> TASK STATEMENT: Nothing below is to be printed except the lines between the line holding "Query: black trousers" and the line holding "Query: balloon decoration", inclusive, each exactly as it appears.

<<<<

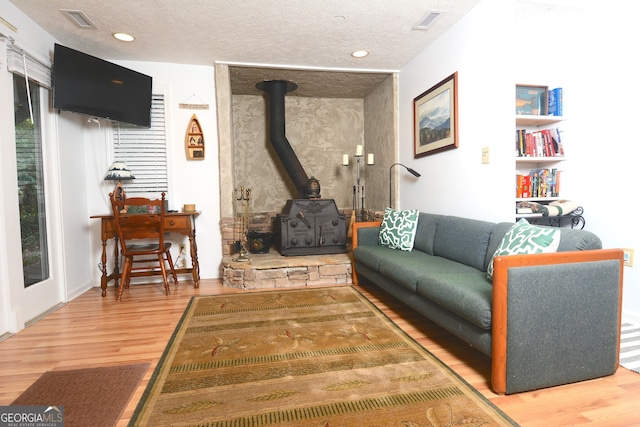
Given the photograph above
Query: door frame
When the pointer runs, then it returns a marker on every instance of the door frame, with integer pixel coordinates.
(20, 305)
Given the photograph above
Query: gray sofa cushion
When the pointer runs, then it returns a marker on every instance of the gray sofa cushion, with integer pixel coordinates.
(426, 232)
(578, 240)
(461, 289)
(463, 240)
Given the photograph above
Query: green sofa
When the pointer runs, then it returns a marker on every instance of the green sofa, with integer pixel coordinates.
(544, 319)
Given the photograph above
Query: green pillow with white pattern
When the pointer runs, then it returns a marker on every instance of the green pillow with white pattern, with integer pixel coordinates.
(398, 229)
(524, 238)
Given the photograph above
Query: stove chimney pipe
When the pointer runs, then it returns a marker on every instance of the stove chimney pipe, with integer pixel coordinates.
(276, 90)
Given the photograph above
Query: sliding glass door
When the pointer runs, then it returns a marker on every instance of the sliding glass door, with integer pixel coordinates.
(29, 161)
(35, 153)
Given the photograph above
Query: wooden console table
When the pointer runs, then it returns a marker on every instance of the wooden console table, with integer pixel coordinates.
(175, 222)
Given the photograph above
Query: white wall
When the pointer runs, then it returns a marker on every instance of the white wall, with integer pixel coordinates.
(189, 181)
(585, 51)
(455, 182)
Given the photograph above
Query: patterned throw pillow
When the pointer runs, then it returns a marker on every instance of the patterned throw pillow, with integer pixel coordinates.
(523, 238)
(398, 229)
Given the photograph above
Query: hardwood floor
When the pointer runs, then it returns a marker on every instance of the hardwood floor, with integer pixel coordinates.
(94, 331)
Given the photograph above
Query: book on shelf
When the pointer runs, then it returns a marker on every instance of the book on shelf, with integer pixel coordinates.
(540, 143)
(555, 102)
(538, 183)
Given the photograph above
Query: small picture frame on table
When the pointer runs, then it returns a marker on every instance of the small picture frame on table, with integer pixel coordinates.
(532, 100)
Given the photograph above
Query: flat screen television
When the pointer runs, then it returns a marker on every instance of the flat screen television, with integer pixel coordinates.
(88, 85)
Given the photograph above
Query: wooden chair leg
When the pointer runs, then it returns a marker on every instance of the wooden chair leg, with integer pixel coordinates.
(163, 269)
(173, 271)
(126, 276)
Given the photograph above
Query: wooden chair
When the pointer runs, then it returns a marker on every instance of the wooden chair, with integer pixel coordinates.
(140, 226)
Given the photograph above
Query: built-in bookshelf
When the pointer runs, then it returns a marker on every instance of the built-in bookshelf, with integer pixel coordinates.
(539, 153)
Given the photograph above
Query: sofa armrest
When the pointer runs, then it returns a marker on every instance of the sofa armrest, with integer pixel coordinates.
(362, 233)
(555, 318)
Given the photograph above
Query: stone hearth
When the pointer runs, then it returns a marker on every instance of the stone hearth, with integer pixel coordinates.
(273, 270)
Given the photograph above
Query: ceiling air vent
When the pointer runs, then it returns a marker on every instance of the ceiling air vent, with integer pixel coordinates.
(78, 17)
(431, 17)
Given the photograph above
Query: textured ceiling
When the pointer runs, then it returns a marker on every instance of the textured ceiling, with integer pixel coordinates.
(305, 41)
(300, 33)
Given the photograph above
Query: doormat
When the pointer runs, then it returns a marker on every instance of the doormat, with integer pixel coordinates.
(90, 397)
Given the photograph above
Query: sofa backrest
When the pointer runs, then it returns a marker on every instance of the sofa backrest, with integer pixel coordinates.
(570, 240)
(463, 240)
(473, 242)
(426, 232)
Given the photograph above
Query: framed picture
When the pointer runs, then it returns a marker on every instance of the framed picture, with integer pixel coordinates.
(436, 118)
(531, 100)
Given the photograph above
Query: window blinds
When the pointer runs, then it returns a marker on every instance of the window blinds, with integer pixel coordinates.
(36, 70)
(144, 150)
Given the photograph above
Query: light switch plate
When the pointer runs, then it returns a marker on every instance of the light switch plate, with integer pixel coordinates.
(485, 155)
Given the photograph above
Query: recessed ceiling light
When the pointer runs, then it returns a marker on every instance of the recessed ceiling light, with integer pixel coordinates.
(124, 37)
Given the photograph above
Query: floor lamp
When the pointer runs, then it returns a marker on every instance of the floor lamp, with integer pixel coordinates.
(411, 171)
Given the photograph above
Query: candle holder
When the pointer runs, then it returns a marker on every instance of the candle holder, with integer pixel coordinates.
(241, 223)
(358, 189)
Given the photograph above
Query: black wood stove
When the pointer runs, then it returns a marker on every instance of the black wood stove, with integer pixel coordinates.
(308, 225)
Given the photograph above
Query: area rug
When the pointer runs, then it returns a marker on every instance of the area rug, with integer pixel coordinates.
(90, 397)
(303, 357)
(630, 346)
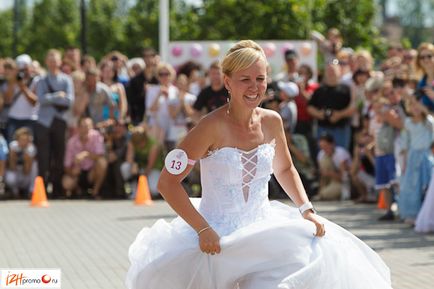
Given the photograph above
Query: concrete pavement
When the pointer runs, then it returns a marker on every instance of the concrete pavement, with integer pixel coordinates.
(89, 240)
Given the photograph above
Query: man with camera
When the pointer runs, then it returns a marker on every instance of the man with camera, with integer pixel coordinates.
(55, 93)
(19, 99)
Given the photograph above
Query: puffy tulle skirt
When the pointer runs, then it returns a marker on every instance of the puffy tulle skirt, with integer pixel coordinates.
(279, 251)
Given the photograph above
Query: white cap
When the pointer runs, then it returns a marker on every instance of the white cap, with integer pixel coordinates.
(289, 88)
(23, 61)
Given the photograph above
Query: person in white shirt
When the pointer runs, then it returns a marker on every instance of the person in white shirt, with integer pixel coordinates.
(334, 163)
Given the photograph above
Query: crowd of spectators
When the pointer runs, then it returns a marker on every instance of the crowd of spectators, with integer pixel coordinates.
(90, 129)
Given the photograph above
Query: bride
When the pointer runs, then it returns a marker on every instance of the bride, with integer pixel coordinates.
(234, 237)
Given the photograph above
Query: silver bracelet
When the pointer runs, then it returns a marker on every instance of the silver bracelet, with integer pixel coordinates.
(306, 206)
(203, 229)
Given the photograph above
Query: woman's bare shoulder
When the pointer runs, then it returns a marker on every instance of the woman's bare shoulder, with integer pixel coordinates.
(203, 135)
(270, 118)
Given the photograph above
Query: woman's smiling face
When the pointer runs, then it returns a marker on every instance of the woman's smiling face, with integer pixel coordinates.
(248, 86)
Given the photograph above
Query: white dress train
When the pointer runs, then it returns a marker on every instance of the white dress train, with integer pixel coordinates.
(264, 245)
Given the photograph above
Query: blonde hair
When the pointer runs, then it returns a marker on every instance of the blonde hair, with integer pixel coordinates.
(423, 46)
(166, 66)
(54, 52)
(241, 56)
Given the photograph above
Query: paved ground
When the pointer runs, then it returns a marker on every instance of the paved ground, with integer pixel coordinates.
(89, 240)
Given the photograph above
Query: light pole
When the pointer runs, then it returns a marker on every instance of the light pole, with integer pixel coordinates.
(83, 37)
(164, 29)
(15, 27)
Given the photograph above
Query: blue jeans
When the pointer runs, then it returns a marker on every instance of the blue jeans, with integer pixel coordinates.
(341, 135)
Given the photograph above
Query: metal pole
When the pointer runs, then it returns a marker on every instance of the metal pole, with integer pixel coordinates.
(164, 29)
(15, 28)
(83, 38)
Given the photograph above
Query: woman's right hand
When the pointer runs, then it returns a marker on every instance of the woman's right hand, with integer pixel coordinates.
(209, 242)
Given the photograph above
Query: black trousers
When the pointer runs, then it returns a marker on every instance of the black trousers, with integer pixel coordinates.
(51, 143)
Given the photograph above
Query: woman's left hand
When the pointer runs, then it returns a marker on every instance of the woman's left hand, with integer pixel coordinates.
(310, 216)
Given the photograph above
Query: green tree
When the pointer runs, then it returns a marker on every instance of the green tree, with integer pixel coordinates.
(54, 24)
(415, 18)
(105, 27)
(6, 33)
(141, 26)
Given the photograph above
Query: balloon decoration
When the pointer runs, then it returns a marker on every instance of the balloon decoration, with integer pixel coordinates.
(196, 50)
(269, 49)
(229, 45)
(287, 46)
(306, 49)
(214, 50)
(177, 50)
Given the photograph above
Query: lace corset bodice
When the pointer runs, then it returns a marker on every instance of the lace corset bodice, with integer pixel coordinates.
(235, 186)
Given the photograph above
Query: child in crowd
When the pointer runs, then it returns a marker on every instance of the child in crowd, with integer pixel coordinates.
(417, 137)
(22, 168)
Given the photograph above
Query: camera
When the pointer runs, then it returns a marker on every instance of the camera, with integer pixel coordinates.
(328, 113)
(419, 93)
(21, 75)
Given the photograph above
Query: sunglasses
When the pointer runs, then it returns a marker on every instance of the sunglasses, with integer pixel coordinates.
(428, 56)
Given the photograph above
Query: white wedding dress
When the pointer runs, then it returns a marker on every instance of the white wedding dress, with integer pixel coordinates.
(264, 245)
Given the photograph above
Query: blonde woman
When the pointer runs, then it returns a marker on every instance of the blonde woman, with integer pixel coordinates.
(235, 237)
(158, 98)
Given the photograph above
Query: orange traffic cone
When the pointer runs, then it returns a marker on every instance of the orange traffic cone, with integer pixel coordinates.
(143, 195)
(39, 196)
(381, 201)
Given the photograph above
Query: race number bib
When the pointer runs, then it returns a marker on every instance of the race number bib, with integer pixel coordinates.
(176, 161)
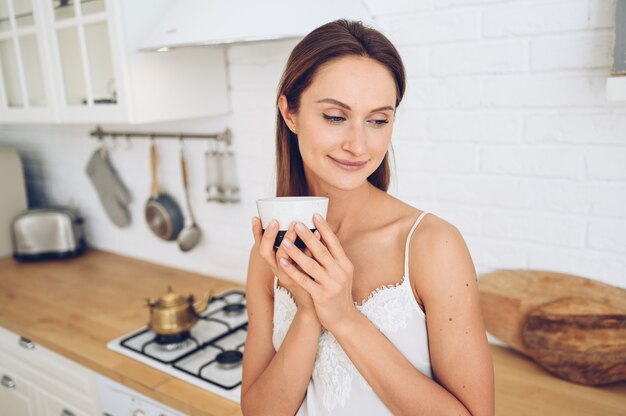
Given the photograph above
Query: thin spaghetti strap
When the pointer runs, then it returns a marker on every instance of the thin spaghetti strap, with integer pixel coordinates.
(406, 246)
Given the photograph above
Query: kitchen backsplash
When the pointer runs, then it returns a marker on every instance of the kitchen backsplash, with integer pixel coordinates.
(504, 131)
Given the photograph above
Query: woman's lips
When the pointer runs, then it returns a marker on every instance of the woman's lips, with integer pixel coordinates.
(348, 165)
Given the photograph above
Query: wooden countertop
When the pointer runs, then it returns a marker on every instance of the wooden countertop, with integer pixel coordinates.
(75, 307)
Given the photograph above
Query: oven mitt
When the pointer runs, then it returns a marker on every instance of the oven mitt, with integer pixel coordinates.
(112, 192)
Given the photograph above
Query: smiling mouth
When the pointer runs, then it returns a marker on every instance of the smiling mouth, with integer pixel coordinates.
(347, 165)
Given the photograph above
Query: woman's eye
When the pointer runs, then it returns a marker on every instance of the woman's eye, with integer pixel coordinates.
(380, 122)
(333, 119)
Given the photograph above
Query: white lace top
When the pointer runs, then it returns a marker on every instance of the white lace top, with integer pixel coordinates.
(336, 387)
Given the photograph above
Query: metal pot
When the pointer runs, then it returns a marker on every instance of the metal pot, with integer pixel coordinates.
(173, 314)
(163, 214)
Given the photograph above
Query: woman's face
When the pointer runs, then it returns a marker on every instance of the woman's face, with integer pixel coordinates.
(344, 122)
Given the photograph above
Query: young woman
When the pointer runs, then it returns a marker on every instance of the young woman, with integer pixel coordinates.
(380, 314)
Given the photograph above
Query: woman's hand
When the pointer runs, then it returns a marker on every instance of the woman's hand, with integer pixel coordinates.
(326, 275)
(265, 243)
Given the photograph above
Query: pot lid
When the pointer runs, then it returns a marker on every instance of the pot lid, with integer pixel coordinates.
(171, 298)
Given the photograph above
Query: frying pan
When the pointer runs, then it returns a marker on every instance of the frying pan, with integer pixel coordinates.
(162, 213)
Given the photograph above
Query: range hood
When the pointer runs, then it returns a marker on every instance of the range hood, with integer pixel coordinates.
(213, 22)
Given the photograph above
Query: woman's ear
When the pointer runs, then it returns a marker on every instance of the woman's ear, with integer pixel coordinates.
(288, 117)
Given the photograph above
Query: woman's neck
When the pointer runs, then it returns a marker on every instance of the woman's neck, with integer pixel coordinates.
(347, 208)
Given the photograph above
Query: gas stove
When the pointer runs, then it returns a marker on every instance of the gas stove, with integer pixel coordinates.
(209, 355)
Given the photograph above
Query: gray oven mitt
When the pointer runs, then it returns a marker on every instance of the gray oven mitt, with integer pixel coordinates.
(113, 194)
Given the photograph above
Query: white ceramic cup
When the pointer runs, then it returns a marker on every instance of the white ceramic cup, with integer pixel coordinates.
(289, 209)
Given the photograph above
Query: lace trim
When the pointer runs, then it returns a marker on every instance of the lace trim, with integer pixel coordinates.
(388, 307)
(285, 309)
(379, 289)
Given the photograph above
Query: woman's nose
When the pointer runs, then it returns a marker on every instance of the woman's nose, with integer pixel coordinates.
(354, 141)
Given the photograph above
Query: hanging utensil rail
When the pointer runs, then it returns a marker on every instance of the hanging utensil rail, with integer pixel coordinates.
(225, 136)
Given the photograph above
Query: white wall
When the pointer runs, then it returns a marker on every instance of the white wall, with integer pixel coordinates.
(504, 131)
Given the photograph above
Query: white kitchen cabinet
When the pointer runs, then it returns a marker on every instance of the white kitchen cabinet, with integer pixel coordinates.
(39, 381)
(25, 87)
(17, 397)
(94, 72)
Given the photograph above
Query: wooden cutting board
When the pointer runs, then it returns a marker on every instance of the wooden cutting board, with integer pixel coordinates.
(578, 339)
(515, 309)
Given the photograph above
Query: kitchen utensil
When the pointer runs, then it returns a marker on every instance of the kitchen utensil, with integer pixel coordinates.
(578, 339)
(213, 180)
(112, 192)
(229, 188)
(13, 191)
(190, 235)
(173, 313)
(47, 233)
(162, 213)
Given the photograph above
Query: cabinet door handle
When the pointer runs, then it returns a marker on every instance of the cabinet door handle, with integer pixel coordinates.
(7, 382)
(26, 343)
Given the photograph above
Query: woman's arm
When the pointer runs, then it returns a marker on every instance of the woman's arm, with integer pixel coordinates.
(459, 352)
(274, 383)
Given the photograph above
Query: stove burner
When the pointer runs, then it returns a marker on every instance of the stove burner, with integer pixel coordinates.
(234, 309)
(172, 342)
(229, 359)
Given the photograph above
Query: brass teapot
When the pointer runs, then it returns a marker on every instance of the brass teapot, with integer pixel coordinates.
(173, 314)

>>>>

> EXERCISE RESPONSE:
Query: black trousers
When the pointer runs, then it returns a marker on every instance of the black trousers, with integer pixel coordinates.
(51, 143)
Given the photograph above
Query: woman's left hand
When the pointer runs, then it returns a marker on every instance of the woman's left hand, with integer pixel coordinates.
(310, 216)
Given the photograph above
Query: green tree
When the pointer runs, then it returns a marker on every instance of the green tree, with integer pixel coordinates.
(54, 24)
(415, 18)
(105, 27)
(6, 33)
(141, 26)
Given the photograph above
Query: balloon decoration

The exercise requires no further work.